>> Begin TEXT PASSAGE

Archeologists really have found one of these little things, and are claiming this as the Earliest evidence of Bethlehem in First Temple period. That “first temple period” caveat is interesting – they, at least, may be conceding that this isn’t the earliest earliest evidence of the place. The Armana letters are indeed a thing, and it is claimed that they mention the city. So what’s the point?
Brian Thomas, the author of the ICR’s article (of course), claims conspiracy:
In order to propagate disbelief in factually fulfilled prophecies—an attitude that follows disbelief in miracles, the supernatural, and the God of the Bible—scholars suggest that prophetic Scriptures were written after the fulfilled events occurred. But this ignores real history and ignores the problem of how any writer could possibly have convinced his contemporaries that something he had just written was actually ancient.

>> End TEXT PASSAGE
>> Begin RECORDED DATA

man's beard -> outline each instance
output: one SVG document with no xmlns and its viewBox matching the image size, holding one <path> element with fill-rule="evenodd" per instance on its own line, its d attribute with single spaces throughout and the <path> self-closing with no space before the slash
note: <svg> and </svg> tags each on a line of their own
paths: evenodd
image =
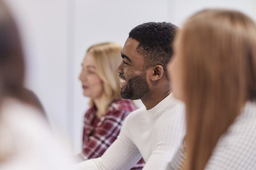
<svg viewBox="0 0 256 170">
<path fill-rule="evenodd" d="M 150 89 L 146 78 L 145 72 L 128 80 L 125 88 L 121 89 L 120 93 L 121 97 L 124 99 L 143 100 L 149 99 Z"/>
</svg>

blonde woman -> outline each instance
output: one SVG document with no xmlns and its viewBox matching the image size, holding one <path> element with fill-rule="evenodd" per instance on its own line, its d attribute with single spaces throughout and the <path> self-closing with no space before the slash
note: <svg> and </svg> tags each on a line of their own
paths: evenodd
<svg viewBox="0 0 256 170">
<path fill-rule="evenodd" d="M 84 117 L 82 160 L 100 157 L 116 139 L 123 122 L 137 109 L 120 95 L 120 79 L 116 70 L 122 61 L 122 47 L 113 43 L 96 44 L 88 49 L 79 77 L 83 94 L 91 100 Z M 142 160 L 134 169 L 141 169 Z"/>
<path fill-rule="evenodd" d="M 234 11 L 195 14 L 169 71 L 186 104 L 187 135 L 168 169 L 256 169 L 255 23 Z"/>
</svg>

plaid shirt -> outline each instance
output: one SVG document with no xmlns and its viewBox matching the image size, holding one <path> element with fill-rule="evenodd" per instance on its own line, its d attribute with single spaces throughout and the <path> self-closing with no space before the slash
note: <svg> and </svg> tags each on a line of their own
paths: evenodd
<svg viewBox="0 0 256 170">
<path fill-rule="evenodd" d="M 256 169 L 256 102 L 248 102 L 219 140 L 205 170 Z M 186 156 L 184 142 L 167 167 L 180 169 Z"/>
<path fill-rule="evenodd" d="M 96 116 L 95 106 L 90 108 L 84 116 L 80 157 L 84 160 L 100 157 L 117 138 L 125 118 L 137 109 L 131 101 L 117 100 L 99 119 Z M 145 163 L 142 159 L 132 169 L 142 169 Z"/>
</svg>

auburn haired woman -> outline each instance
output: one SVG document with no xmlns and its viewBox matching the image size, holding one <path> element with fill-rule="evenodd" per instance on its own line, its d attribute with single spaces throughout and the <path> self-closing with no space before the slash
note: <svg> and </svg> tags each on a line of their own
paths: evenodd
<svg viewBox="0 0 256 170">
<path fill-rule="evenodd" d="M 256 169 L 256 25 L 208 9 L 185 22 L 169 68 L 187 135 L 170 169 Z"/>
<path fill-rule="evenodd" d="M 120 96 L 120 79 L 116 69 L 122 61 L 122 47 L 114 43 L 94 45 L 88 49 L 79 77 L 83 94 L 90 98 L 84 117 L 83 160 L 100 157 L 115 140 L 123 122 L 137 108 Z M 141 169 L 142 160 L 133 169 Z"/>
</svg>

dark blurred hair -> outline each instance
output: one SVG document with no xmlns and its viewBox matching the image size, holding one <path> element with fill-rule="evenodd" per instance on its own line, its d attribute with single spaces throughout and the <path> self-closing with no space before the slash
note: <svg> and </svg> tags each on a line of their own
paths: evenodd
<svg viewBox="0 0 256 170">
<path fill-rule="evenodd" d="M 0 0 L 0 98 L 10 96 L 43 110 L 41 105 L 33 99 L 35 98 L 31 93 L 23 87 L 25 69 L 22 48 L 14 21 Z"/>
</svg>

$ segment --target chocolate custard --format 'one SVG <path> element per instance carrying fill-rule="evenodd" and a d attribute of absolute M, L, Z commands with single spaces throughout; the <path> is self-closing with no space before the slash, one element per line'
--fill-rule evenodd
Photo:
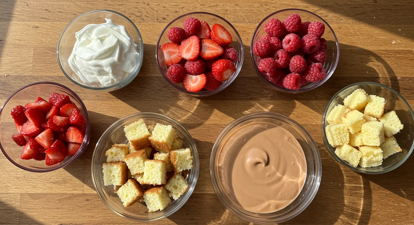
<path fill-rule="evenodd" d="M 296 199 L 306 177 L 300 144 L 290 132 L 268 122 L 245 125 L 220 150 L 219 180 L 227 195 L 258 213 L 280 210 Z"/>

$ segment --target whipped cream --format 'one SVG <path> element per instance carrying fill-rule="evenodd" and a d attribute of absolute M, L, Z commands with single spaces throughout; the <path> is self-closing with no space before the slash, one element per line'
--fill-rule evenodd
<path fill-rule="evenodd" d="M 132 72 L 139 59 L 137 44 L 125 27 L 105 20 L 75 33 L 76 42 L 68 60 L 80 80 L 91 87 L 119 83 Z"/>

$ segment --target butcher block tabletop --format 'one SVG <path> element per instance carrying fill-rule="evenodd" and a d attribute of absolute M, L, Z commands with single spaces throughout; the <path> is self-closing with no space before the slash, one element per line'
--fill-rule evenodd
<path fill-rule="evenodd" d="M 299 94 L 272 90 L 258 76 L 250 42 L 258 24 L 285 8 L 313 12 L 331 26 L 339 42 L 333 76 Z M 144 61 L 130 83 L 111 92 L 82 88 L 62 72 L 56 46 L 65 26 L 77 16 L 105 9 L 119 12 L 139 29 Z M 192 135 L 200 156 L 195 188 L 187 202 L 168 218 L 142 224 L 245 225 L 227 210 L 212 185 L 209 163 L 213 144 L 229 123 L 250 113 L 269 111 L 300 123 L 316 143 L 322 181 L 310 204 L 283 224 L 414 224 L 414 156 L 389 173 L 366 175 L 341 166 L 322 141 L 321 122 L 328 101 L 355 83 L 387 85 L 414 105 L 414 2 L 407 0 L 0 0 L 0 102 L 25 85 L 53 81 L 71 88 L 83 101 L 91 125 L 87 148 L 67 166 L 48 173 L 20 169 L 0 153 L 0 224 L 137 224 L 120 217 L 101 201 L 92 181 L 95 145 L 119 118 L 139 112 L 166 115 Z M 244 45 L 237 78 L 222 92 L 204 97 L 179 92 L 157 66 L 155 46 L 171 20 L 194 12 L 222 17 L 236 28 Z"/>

>> End RECORDED DATA
>> Begin RECORDED DATA

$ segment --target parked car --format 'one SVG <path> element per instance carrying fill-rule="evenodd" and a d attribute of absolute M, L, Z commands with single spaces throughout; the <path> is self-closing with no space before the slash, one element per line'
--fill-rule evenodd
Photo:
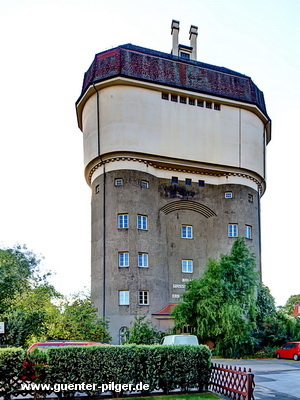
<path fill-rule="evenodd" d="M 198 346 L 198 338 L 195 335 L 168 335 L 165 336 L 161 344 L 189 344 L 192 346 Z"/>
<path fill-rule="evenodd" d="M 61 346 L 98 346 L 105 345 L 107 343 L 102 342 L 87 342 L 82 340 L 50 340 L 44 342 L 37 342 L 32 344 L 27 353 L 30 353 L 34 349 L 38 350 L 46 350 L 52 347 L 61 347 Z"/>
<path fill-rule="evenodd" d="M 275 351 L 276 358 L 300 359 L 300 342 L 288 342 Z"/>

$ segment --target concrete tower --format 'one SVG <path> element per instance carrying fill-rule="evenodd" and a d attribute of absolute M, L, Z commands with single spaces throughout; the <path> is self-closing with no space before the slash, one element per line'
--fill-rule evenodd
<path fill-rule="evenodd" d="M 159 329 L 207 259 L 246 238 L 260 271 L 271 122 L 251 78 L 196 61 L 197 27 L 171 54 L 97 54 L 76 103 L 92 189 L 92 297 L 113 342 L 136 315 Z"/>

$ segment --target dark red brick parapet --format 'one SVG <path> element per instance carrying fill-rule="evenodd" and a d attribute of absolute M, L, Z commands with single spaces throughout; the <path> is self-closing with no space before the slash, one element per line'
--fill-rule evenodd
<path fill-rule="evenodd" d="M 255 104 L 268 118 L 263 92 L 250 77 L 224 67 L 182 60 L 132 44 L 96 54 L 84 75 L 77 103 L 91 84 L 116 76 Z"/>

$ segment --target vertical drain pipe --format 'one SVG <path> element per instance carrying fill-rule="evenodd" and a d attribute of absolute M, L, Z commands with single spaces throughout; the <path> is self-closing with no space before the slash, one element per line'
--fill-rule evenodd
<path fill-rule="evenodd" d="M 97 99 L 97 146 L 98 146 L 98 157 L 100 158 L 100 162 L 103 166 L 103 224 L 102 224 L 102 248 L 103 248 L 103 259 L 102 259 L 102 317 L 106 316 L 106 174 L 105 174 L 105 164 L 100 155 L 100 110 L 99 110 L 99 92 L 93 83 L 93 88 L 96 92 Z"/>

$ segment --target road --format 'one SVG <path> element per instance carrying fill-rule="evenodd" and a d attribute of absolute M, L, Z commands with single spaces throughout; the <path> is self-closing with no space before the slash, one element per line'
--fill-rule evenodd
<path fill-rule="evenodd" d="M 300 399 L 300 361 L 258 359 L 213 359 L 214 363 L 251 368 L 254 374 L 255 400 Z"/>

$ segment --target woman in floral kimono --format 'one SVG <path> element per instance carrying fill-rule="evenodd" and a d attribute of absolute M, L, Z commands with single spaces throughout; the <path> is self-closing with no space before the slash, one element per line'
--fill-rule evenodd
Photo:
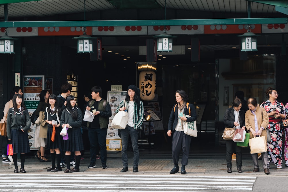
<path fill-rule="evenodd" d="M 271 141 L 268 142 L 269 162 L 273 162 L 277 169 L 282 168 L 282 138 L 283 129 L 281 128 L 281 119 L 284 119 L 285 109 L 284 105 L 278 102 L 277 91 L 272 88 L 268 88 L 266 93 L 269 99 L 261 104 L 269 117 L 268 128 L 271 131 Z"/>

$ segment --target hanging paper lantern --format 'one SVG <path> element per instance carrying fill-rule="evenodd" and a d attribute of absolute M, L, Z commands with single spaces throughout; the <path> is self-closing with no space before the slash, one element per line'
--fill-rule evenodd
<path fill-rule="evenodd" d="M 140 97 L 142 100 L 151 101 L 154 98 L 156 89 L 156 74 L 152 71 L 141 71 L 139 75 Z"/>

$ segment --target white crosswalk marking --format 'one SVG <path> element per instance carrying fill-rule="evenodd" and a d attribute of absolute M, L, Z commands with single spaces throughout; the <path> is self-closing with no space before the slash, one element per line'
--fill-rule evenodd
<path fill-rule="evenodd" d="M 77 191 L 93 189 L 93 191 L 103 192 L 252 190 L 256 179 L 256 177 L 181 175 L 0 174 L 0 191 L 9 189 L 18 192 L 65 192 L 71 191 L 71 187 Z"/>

>> End RECORDED DATA
>> Begin RECORDED DATA

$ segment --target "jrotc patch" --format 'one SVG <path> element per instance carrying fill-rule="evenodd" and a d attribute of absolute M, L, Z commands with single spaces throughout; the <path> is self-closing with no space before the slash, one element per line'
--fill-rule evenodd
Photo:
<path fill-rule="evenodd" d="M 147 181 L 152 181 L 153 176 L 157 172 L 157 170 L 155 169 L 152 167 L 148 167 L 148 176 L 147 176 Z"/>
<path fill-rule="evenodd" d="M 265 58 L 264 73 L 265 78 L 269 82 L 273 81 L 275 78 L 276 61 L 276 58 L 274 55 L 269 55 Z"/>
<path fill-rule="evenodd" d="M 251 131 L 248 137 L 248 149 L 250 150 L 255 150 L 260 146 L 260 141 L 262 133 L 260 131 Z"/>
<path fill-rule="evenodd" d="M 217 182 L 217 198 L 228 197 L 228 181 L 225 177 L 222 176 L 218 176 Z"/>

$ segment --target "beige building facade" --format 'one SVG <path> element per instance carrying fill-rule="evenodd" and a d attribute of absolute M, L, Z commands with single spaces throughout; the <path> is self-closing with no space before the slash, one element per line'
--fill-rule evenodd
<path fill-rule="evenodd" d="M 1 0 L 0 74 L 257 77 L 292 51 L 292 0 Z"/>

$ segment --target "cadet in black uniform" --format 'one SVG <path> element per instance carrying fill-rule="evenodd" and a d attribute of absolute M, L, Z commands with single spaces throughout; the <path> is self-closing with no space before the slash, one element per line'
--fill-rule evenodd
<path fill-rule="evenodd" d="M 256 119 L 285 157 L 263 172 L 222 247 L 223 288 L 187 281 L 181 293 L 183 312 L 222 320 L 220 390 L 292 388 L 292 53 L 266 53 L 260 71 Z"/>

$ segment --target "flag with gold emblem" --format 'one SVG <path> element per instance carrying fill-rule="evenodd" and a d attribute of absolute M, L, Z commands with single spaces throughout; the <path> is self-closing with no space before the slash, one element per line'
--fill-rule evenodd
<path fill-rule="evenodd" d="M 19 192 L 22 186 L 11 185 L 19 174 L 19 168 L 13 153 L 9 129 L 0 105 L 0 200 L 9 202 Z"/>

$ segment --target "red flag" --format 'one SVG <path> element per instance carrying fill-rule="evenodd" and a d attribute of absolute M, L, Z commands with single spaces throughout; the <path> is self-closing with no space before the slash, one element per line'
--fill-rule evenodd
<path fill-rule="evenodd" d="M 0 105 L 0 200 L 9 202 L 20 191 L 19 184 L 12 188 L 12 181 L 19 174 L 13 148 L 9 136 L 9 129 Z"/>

>> End RECORDED DATA

# [OBJECTIVE 1]
Decide whether each statement agrees with the Bethlehem passage, answering yes or no and quoting the deciding words of the passage: (a) The archeologists present the find as the earliest evidence of Bethlehem in the First Temple period. (b) Brian Thomas is the author of the ICR's article. (c) According to the quoted argument, scholars suggest that prophetic Scriptures were written before the fulfilled events occurred.
# [OBJECTIVE 2]
Write a continuation of the Bethlehem passage, starting after its final sentence.
The records were drawn from a separate, unrelated source.

# [WRITTEN RESPONSE 1]
(a) Yes: "are claiming this as the Earliest evidence of Bethlehem in First Temple period"
(b) Yes: "Brian Thomas, the author of the ICR’s article"
(c) No: "scholars suggest that prophetic Scriptures were written after the fulfilled events occurred"

# [WRITTEN RESPONSE 2]
I’ve been looking for people claiming that Bethlehem didn’t exist at this time, but I’ve been having difficulty. I do remember having heard of somebody disputing whether Nazareth was inhabited in Jesus’ day, but even if that extended to Bethlehem as well knowing that there was a place with that name worth taxing around seven hundred years previously doesn’t actually help there. It is thus a bit of a mystery why he concludes by jumping to Jesus as if that were at all relevant:
Bethlehem was truly the birthplace of the Lord Jesus. And given the great difficulty in choosing the place of one’s birth, only the great “I am” could have precisely fulfilled the prophecy of His own birthplace. Those who would deny that Christ was born in Bethlehem, or that Bethlehem existed when Micah prophesied His birthplace, now need greater faith than those who acknowledge the historicity of Christ, Bethlehem, and Micah.
And as for his “problem of how any writer could possibly have convinced his contemporaries that something he had just written was actually ancient,” that just shows how Thomas shouldn’t be trusted when he reports stories of Dragons like they must have been real things of some kind. Stories can be made up… but that’s not relevant here either.